▶ Task objective
Starting from the line containing "Please locate the white sky", write out every remaining line exactly, the last one included.
· · · · ·
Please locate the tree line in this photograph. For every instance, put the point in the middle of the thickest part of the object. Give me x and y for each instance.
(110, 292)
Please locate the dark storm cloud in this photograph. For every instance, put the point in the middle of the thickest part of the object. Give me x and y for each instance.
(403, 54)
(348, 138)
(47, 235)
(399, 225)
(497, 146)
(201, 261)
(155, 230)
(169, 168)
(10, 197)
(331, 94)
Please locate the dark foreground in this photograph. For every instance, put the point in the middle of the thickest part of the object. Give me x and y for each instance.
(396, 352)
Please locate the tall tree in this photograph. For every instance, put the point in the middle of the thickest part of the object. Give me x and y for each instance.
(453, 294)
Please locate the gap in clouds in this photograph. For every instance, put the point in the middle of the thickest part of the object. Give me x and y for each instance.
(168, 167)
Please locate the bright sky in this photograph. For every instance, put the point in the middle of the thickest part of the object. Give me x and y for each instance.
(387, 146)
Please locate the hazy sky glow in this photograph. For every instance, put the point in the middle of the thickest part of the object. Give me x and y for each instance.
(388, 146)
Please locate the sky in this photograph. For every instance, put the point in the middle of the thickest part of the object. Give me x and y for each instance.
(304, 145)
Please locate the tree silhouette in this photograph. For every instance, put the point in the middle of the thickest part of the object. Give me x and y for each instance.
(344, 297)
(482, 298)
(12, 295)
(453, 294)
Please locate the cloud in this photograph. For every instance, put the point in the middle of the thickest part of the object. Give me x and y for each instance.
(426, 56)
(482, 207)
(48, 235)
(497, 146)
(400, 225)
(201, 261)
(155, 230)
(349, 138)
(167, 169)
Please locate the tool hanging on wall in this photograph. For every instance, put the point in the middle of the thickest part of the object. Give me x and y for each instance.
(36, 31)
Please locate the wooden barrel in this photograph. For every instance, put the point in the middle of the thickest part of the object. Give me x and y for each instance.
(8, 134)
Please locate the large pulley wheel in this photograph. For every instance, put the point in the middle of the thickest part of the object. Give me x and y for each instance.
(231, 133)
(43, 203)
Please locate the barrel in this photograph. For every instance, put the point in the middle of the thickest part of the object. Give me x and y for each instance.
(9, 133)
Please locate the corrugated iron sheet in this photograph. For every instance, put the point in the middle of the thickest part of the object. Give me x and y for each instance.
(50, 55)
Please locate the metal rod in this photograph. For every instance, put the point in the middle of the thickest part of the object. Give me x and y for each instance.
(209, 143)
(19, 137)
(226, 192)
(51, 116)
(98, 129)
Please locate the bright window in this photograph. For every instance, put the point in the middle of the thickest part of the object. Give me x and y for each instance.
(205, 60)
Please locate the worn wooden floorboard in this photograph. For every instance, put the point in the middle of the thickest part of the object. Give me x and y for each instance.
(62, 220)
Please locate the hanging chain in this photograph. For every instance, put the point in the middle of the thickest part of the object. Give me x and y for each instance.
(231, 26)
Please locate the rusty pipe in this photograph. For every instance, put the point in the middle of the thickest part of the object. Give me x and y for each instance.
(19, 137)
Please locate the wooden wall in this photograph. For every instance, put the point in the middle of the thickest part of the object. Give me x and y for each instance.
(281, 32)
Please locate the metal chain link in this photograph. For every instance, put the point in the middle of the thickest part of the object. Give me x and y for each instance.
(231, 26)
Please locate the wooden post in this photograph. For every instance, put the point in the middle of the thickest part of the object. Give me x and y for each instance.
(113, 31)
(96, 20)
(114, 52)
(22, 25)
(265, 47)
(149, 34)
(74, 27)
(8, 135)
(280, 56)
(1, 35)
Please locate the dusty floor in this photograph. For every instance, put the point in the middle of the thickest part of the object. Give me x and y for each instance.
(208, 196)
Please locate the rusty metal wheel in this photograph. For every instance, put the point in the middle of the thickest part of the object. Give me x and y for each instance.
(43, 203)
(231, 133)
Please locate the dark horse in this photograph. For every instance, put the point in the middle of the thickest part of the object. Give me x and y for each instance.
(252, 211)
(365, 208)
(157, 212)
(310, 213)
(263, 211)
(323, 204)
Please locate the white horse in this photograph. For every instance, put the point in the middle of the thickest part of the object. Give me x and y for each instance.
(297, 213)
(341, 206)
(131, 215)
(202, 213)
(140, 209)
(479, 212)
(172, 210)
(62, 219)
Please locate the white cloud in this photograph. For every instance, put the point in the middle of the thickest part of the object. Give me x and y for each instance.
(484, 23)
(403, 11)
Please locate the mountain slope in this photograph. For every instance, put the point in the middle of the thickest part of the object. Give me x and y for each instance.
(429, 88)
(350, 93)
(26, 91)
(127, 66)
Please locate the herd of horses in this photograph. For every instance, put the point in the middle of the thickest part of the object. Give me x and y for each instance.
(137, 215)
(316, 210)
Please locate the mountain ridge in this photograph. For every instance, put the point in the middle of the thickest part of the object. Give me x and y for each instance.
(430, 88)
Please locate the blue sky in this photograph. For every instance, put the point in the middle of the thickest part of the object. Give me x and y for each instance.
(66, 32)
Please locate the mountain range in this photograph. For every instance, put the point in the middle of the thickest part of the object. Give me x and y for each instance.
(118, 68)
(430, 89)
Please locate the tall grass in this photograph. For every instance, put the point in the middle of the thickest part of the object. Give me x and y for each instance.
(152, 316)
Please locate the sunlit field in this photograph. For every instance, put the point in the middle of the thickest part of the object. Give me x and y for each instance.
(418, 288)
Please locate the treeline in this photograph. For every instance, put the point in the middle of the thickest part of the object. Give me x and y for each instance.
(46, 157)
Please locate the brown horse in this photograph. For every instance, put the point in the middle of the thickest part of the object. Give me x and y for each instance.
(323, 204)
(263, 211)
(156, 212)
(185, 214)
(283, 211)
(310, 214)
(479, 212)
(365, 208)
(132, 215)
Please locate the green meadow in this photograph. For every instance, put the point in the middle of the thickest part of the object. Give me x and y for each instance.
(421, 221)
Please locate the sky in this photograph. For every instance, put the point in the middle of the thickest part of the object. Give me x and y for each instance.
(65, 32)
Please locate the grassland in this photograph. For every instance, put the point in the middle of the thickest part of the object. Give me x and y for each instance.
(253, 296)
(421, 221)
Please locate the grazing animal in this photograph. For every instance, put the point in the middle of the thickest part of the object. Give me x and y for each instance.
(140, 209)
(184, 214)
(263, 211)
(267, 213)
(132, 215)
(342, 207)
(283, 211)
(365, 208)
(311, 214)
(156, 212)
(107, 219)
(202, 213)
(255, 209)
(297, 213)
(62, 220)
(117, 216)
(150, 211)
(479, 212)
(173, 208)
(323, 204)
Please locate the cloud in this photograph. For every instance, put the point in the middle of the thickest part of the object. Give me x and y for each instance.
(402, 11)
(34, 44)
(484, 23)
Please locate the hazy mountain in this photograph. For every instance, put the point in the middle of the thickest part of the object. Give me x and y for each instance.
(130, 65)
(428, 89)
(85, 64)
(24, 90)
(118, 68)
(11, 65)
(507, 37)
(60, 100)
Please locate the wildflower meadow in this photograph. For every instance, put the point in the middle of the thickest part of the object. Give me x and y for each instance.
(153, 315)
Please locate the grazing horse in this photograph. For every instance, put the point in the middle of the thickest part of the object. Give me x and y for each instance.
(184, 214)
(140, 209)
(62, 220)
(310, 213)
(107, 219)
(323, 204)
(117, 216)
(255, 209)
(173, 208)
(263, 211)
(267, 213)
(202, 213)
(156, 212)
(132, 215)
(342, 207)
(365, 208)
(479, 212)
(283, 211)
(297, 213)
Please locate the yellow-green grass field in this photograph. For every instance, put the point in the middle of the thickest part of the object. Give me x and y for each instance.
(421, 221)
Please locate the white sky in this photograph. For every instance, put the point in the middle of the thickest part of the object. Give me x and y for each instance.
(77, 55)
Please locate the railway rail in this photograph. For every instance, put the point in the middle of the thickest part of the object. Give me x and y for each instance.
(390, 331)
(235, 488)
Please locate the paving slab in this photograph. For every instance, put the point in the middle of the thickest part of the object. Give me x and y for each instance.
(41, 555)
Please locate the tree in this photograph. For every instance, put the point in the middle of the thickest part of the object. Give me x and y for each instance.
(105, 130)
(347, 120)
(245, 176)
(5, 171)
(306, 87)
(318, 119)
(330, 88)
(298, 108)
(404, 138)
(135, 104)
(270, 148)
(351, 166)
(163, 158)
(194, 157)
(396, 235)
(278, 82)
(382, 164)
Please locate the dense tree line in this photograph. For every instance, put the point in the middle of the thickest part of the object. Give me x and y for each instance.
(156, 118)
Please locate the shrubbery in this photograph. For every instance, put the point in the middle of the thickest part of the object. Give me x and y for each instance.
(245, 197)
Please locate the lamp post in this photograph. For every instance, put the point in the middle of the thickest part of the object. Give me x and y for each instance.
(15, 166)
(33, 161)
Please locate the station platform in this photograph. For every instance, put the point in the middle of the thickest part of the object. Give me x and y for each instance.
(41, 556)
· · · · ·
▶ Response to this task
Please locate the white sky in this photograph. For every instance, put the point in the middle of the thickest part of the object. Give me x and y for each instance.
(77, 55)
Please locate the railway rail in this photograph. For every instance, put the point in the middle of the thickest part of the object. Give me x and y for each instance.
(390, 331)
(235, 488)
Please locate the paving slab in this photograph. For every instance, put the point in the middle of the thickest part of the object. Give me x and y for each instance.
(41, 555)
Please locate the tree in this photograph. For every instance, put the point in the middle of the thickest part of the object. Give me x and y for each instance.
(105, 130)
(347, 120)
(245, 176)
(5, 171)
(306, 87)
(318, 119)
(330, 88)
(298, 108)
(404, 138)
(135, 104)
(270, 148)
(351, 166)
(163, 158)
(194, 157)
(396, 235)
(278, 82)
(382, 164)
Please locate the dense tree line in this photograph. For every instance, put the point in the middle of the thickest part of the object. Give me x and y for each instance.
(156, 118)
Please locate the shrubbery in this photograph. For every instance, put the point in the middle of the thickest part of the object. Give me x and y for each instance.
(245, 197)
Please locate the lamp post in this photograph. For every instance, put the point in the middle of the thickest part of the object. Give me x and y for each instance.
(15, 166)
(33, 161)
Please locate the station platform in this photograph. For every instance, put the point in the middle of the thickest part of the object. Give me x and y for each instance.
(41, 556)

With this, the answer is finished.